◆ **Задание**
Какова, согласно отрывку, оценка доли русскоязычных мигрантских блогов на платформе «Живой журнал»?

---------- Отрывок ----------

Постсоветские международные миграции отличаются от предыдущих мас­совых перемещений из России. Они находятся в русле глобальных тенден­ций, возникших в конце XX в., когда миграция стала преимущественно доб­ровольной и мотивированной экономически и социально, а не политически. География постсоветской миграции определяется жизненным выбором са­мих мигрантов. Существенную роль играет также иммиграционная политика стран въезда. Некоторые страны стимулируют въезд, например, высококва­лифицированных специалистов и выделяют специальные миграционные квоты не только для самих профессионалов, но и для членов их семей. Про­должает сохраняться ограниченное число случаев предоставления русско­язычным мигрантам убежища по политическим и политико-экономическим причинам. Некоторые страны создают благоприятные условия для покупки недвижимости иностранцами. В то же время национальные программы им­миграции в таких странах, как Израиль, Греция, Финляндия и Германия, соз­дают специальные благоприятные условия для иммиграции отдельных эт­нических групп, вне зависимости от социальной и профессиональной принадлежности. Во многих странах мира сегодня стала статистически значимой категория «миграция через супружество», это явление захватило и русскоязычную миграцию. Все это объясняет неравномерное расселение русскоговорящих мигрантов в мире.

Присутствие русскоязычной диаспоры в цифровом пространстве непро­порционально высоко, отчасти благодаря высокой доле высококвалифици­рованных специалистов и высокому образовательному уровню русскогово­рящих мигрантов. Мигранты составляют значительный сегмент глобальных русскоязычных сетей Интернета. По статистике «Яндекса», 2% блогов, уч­тенных в Рунете, принадлежат блогерам, живущим вне пределов бывшего СССР; но если говорить о доле русскоязычных мигрантских блогов на самой популярной платформе «Живой журнал» (Lifejournal.com), то она оценива­ется в 30% всех блогов, использующих кириллицу. Мигранты также актив­но используют сети «Фейсбук», «Одноклассники» и «Вконтакте».

Роль русского языка как языка коммуникации остается значимой. Благо­даря цифровым технологиям (таким, как цифровое ТВ и Интернет) русско­язычные мигранты поддерживают устойчивые транснациональные связи, но культура и развитие их родных мест также (по различным данным) остаются значимыми для них[3]. Возможность частого посещения родной страны, ка­налы электронной коммуникации, а также существующие традиционные ин­ституты — русскоязычная пресса, библиотеки, национальные школы — спо­собствуют сохранению языка и во втором поколении мигрантов.

---------- Показанные строки ----------

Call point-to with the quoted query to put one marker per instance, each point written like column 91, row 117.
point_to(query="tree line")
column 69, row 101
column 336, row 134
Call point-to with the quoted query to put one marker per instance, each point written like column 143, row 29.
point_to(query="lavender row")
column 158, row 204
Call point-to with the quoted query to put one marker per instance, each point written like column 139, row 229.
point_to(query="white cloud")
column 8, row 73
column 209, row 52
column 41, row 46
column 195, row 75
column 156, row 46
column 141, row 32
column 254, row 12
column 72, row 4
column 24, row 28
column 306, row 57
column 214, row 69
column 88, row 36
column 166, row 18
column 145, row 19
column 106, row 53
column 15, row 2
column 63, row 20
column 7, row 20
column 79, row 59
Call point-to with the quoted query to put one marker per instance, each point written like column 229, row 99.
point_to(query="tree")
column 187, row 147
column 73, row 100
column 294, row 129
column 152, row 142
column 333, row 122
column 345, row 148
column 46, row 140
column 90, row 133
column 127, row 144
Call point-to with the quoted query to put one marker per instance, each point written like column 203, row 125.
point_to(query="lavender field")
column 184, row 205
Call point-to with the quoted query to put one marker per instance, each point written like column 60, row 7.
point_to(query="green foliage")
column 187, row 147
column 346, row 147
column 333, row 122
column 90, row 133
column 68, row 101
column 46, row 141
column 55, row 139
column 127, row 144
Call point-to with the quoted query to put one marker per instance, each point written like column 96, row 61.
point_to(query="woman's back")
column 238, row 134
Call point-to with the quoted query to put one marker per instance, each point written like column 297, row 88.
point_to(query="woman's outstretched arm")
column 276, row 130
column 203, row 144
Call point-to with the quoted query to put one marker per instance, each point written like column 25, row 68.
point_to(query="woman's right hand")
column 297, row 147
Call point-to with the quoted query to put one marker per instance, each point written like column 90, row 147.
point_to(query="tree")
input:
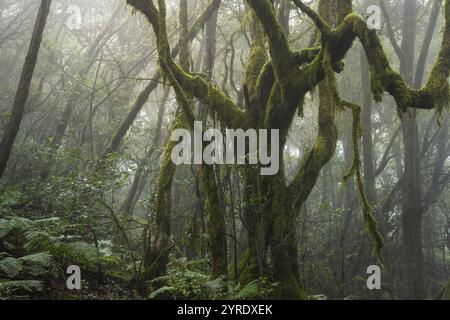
column 275, row 90
column 23, row 89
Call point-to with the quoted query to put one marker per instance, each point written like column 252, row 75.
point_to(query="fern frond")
column 11, row 267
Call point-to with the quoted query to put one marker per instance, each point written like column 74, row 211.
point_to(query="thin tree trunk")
column 23, row 90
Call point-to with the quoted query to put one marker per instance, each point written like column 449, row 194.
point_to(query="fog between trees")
column 91, row 92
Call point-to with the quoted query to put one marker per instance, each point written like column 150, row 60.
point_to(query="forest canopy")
column 315, row 149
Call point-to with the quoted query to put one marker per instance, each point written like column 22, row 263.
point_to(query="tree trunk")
column 23, row 90
column 411, row 203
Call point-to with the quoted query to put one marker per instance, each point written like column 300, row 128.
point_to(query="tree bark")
column 23, row 90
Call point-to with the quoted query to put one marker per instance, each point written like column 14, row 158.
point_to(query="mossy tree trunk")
column 274, row 90
column 23, row 89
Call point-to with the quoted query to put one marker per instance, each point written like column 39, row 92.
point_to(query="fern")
column 40, row 263
column 11, row 267
column 9, row 287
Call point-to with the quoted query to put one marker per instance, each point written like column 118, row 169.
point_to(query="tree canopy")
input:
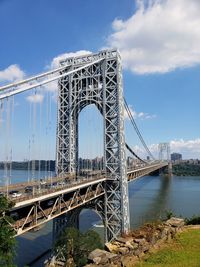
column 7, row 240
column 76, row 245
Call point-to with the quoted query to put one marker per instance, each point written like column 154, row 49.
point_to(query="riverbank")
column 129, row 249
column 184, row 250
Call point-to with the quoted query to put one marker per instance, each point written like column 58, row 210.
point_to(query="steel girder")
column 99, row 84
column 39, row 212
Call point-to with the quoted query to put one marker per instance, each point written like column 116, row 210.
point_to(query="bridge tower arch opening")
column 90, row 138
column 100, row 84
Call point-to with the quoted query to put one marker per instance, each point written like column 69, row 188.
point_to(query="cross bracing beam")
column 16, row 88
column 39, row 209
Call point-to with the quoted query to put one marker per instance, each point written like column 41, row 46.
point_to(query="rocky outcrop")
column 126, row 250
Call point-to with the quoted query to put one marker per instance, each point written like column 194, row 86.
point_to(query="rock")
column 138, row 252
column 99, row 256
column 123, row 250
column 124, row 239
column 175, row 222
column 140, row 241
column 128, row 261
column 112, row 247
column 97, row 260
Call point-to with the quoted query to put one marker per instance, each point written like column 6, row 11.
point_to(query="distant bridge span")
column 31, row 211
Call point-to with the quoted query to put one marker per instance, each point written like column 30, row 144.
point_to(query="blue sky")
column 160, row 47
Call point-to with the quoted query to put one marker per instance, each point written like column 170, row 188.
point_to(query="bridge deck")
column 45, row 203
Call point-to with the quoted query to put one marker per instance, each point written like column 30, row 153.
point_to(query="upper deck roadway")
column 60, row 195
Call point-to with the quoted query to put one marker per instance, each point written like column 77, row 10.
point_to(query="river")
column 149, row 199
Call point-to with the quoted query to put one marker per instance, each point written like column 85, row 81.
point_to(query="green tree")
column 7, row 240
column 74, row 244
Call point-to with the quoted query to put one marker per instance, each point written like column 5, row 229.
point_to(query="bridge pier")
column 60, row 223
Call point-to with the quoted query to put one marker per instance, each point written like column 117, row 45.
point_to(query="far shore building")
column 176, row 157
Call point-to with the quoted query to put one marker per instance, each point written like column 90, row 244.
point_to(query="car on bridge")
column 15, row 194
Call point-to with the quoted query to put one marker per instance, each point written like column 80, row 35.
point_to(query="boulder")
column 128, row 261
column 123, row 250
column 112, row 247
column 175, row 222
column 99, row 256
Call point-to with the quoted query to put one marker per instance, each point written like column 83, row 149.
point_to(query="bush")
column 77, row 245
column 194, row 220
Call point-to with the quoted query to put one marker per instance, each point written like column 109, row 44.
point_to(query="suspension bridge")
column 94, row 79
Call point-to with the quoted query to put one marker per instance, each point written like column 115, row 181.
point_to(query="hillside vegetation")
column 183, row 251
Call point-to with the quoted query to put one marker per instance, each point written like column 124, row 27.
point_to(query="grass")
column 184, row 251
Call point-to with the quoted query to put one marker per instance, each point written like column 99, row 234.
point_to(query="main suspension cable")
column 136, row 129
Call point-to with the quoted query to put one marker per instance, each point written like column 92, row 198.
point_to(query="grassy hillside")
column 184, row 251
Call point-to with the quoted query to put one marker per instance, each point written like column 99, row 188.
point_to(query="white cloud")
column 138, row 115
column 188, row 148
column 161, row 35
column 36, row 98
column 12, row 73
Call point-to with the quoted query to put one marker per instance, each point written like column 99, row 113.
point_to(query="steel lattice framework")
column 99, row 84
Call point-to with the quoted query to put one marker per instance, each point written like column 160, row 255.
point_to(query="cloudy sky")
column 159, row 41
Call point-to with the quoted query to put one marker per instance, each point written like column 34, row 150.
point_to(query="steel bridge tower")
column 99, row 84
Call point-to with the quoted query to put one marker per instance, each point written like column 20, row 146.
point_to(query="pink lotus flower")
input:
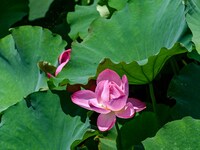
column 63, row 60
column 110, row 99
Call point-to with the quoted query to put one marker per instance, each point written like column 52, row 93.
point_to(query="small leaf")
column 117, row 4
column 180, row 134
column 38, row 9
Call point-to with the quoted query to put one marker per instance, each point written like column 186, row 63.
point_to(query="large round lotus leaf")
column 185, row 89
column 81, row 19
column 193, row 21
column 139, row 128
column 11, row 11
column 19, row 54
column 117, row 4
column 180, row 134
column 41, row 124
column 147, row 27
column 38, row 9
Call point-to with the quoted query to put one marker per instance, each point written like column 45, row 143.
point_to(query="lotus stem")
column 153, row 99
column 119, row 136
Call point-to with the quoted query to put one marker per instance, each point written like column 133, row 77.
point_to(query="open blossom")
column 110, row 99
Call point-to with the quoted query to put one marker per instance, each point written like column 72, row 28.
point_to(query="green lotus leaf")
column 194, row 55
column 19, row 54
column 185, row 89
column 81, row 19
column 193, row 21
column 38, row 9
column 139, row 128
column 117, row 4
column 132, row 43
column 11, row 11
column 179, row 134
column 40, row 123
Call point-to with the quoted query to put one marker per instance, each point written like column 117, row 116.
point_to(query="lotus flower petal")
column 127, row 112
column 137, row 104
column 117, row 104
column 95, row 106
column 83, row 97
column 106, row 121
column 102, row 91
column 110, row 76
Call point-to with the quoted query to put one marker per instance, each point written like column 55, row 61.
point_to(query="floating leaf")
column 19, row 54
column 194, row 55
column 117, row 4
column 139, row 128
column 38, row 9
column 185, row 89
column 11, row 11
column 193, row 21
column 42, row 125
column 148, row 27
column 180, row 134
column 81, row 19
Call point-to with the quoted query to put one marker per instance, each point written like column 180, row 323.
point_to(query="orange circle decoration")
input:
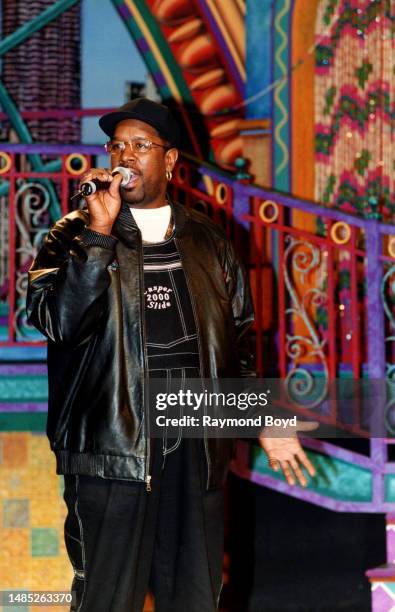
column 391, row 246
column 76, row 157
column 340, row 232
column 6, row 160
column 269, row 211
column 221, row 193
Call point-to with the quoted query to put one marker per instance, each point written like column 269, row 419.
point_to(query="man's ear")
column 171, row 158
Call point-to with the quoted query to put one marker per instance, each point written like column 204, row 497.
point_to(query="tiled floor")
column 32, row 514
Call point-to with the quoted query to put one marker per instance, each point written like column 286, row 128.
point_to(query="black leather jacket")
column 85, row 294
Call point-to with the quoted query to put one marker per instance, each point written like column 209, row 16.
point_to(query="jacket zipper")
column 148, row 476
column 191, row 296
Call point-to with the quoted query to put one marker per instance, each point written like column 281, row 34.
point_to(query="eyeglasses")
column 138, row 145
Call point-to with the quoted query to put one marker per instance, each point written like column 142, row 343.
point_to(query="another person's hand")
column 104, row 205
column 286, row 451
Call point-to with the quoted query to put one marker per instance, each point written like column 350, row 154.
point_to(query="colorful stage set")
column 288, row 109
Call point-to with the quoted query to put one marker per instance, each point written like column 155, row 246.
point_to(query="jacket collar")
column 125, row 227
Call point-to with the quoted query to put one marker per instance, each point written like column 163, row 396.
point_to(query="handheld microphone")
column 90, row 187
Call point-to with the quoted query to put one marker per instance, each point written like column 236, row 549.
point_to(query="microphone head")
column 125, row 172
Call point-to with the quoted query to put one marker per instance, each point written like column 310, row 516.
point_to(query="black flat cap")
column 143, row 109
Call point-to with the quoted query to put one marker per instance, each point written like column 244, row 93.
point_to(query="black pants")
column 123, row 540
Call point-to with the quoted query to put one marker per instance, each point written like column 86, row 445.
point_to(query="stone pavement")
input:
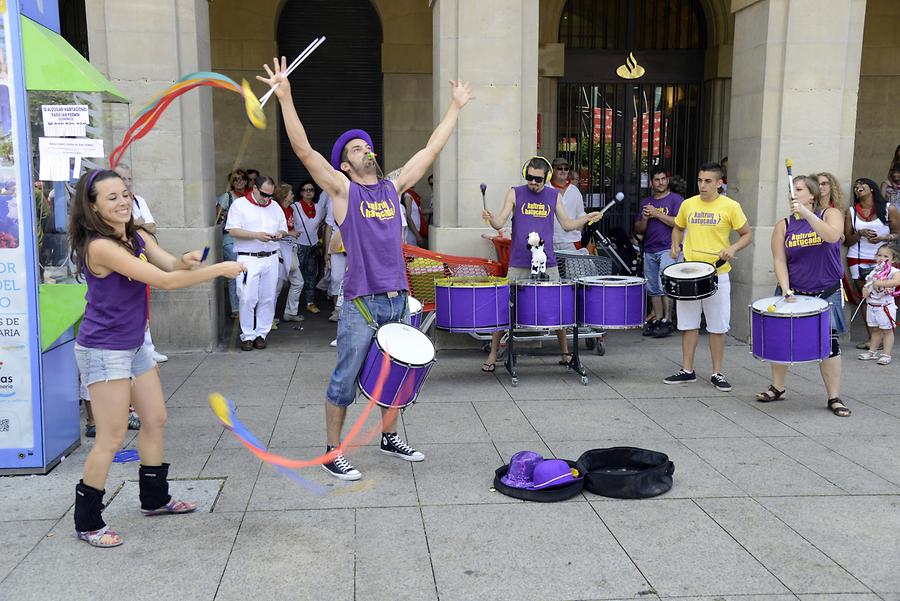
column 778, row 501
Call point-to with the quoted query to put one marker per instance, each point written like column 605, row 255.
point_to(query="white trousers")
column 295, row 277
column 256, row 293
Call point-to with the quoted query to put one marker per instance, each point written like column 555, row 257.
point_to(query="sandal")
column 772, row 394
column 103, row 538
column 172, row 506
column 838, row 407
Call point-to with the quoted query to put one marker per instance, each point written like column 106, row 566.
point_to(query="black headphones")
column 549, row 168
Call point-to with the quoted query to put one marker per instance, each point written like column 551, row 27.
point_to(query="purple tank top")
column 372, row 234
column 116, row 312
column 813, row 264
column 533, row 212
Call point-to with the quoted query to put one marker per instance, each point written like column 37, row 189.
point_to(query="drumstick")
column 788, row 164
column 296, row 62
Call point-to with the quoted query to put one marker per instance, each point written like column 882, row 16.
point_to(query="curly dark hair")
column 86, row 225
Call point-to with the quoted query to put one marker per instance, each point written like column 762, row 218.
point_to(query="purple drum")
column 543, row 304
column 797, row 332
column 610, row 301
column 472, row 304
column 415, row 312
column 411, row 357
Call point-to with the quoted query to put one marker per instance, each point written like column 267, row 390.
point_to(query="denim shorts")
column 654, row 265
column 835, row 310
column 102, row 365
column 355, row 338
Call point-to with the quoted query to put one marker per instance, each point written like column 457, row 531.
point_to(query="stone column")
column 496, row 50
column 143, row 47
column 794, row 93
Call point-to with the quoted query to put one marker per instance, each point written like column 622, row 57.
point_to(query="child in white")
column 881, row 313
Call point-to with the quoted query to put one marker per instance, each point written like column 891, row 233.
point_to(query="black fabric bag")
column 547, row 495
column 626, row 472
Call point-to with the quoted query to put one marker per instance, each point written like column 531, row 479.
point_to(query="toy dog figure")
column 538, row 256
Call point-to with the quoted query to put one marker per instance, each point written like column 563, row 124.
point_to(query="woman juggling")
column 806, row 251
column 118, row 264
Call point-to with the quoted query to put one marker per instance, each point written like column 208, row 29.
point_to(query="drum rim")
column 635, row 281
column 398, row 361
column 481, row 281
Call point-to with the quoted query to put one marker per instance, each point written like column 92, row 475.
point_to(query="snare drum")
column 610, row 301
column 411, row 356
column 798, row 332
column 472, row 304
column 543, row 304
column 415, row 312
column 691, row 280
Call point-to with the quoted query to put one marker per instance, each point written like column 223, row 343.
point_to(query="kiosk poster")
column 16, row 428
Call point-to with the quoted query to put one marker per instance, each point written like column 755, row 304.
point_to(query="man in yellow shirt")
column 707, row 219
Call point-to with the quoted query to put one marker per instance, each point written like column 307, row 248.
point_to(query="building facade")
column 754, row 80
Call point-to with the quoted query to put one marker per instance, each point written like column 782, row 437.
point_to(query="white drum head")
column 803, row 305
column 610, row 280
column 405, row 343
column 689, row 270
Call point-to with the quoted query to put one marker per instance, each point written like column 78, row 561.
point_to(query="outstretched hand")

----------

◆ **Ответ**
Её оценивают в 30% всех блогов, использующих кириллицу.